[A data block]
__________

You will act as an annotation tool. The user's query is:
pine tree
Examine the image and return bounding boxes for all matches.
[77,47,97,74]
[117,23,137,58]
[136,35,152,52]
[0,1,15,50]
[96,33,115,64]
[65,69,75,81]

__________

Short problem ▸ Print every line of the entries above again without changing anything.

Written solution ▸
You will act as an annotation tool. The user's query is:
pine tree
Examine the image and return bounding boxes for all matches.
[77,47,97,74]
[117,23,137,58]
[136,35,152,52]
[0,1,15,50]
[96,33,115,64]
[65,69,75,81]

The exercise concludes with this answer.